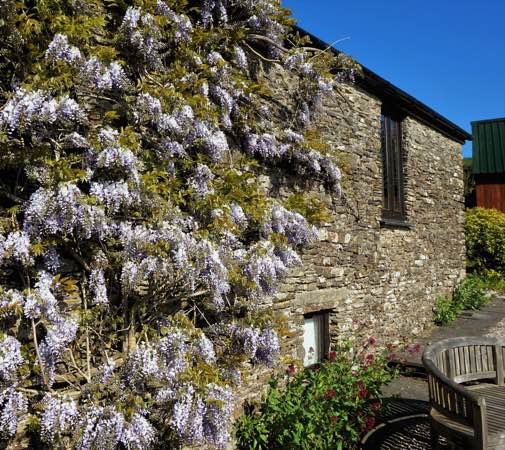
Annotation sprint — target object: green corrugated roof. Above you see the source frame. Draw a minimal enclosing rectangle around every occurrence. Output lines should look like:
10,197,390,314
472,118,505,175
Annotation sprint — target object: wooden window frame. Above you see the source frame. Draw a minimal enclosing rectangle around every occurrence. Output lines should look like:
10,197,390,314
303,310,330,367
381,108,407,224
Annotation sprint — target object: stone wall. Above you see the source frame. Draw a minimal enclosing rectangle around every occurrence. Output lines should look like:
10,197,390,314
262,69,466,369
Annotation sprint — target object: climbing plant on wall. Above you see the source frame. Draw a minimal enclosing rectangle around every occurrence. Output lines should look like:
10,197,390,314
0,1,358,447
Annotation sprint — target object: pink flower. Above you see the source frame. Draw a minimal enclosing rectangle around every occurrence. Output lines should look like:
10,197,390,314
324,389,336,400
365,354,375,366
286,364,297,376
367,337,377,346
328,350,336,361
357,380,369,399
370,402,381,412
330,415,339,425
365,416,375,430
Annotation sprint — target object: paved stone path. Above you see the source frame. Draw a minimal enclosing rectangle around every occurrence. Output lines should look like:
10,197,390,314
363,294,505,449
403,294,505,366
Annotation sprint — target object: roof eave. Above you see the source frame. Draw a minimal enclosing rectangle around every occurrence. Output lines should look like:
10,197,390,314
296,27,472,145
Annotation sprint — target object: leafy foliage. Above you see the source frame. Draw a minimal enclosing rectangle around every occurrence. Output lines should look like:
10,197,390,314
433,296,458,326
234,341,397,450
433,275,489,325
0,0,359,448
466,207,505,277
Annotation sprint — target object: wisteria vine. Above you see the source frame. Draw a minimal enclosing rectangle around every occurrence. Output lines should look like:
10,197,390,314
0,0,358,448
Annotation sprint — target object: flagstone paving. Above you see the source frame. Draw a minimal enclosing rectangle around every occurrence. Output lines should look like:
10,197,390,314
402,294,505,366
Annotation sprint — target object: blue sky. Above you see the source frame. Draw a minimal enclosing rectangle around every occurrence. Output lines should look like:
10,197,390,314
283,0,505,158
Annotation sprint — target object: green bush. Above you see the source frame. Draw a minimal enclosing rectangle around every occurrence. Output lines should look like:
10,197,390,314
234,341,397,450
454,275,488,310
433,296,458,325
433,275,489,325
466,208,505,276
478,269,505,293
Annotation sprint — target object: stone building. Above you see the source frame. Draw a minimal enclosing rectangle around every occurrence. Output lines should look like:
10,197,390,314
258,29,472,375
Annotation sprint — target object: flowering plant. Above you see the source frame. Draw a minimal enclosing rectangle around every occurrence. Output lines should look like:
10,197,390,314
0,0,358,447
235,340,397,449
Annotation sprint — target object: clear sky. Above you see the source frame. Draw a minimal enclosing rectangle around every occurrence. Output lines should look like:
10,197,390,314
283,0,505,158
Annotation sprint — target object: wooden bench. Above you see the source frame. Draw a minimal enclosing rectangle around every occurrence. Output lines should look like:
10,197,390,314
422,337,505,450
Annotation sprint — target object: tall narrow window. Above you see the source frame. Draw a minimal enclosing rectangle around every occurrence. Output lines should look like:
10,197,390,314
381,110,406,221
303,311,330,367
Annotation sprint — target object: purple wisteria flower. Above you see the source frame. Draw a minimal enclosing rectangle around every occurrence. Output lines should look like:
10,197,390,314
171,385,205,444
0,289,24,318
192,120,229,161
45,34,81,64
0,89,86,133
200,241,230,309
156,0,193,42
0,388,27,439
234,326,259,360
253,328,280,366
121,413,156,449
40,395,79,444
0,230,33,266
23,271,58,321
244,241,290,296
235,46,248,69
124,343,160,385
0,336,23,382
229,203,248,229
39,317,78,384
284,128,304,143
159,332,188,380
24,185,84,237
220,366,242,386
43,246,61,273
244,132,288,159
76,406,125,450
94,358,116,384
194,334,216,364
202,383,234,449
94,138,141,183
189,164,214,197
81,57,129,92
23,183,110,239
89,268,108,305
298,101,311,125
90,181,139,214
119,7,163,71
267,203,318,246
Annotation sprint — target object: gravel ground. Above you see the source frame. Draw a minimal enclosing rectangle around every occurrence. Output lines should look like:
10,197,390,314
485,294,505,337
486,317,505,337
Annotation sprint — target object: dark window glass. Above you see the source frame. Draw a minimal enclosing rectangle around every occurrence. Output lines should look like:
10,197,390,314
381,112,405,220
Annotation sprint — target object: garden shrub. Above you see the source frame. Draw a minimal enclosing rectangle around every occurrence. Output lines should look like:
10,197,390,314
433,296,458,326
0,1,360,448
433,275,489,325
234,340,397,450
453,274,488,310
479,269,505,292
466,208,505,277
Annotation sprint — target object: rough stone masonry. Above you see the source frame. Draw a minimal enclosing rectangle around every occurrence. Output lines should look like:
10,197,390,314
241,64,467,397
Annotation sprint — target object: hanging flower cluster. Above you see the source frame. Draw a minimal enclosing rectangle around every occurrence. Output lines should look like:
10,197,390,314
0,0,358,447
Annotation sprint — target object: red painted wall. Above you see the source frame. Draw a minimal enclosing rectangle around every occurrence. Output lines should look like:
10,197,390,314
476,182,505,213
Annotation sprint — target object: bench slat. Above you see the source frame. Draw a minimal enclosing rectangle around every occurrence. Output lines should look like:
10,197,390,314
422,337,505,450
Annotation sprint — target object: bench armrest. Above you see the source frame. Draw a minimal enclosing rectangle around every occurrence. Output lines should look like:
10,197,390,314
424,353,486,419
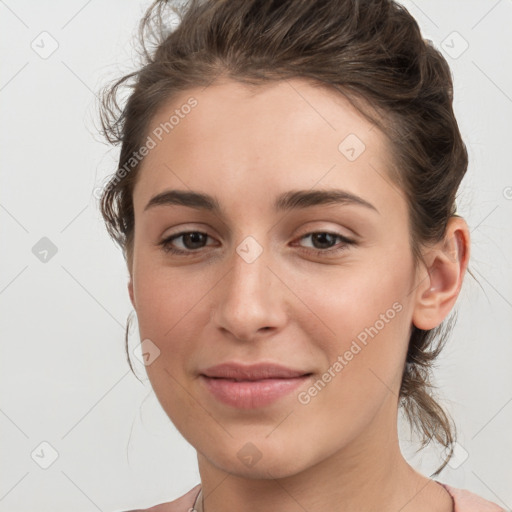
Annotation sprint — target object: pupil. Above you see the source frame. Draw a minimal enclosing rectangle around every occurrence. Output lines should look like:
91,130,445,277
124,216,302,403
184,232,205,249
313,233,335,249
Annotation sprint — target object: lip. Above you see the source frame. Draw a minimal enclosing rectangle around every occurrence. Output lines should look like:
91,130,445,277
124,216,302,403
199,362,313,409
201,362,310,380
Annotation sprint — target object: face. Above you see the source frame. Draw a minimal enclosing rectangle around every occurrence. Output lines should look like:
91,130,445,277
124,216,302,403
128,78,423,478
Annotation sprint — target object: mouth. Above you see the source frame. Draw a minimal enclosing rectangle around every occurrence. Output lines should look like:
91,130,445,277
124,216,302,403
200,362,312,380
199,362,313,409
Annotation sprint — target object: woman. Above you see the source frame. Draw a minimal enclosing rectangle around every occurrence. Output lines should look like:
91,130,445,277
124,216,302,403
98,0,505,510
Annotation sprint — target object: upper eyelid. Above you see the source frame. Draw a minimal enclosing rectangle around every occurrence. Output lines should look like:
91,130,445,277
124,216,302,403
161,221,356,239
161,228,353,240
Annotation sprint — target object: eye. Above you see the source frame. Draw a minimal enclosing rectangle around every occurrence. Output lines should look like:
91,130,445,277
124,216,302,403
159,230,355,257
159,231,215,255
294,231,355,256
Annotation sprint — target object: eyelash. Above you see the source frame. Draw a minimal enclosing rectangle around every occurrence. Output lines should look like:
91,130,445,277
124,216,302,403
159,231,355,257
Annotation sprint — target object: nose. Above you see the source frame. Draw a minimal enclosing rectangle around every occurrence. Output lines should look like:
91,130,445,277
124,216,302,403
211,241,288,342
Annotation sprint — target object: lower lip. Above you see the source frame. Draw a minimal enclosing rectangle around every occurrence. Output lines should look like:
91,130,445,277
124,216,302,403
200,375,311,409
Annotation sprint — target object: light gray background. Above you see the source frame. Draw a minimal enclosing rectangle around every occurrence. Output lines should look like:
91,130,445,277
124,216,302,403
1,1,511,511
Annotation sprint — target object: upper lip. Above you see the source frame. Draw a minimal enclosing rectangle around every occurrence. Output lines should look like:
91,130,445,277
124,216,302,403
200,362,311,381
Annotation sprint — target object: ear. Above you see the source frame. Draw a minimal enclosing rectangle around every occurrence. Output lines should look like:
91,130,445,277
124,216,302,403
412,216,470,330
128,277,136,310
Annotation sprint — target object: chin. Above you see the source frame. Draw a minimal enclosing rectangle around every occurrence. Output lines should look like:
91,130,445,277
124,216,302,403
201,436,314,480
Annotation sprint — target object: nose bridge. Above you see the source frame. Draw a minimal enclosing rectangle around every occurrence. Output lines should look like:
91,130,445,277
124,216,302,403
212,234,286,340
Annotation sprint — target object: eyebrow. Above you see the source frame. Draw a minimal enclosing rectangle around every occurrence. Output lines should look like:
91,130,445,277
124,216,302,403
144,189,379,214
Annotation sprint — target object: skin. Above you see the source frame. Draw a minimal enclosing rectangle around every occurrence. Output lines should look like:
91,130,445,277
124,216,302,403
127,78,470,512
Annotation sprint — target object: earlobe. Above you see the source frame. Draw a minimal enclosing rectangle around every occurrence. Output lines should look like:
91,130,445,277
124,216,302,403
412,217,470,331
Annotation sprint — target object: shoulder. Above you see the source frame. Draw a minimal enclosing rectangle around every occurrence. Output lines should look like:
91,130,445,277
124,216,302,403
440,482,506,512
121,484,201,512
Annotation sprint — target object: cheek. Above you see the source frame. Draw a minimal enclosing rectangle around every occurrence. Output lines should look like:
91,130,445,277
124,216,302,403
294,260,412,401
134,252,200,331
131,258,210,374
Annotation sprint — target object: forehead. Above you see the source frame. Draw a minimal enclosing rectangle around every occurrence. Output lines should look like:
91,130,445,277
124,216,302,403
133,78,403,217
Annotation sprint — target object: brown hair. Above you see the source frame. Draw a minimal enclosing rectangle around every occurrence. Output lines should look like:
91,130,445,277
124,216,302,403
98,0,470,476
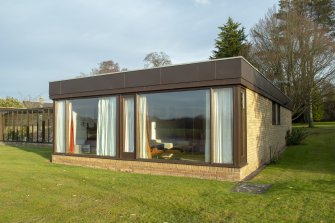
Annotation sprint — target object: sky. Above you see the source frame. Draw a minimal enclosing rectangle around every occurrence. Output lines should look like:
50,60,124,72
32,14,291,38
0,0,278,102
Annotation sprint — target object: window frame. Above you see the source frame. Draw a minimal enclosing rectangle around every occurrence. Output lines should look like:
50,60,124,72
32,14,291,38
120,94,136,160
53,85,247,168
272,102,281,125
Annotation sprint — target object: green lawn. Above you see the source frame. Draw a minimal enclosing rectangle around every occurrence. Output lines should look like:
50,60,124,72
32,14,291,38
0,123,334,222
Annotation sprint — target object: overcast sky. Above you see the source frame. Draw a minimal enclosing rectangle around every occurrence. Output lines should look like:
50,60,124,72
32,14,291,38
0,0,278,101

..............................

## [Exercise instructions]
In the listing above, count every line that contains "green". Respond with the number alone.

## [Final answer]
3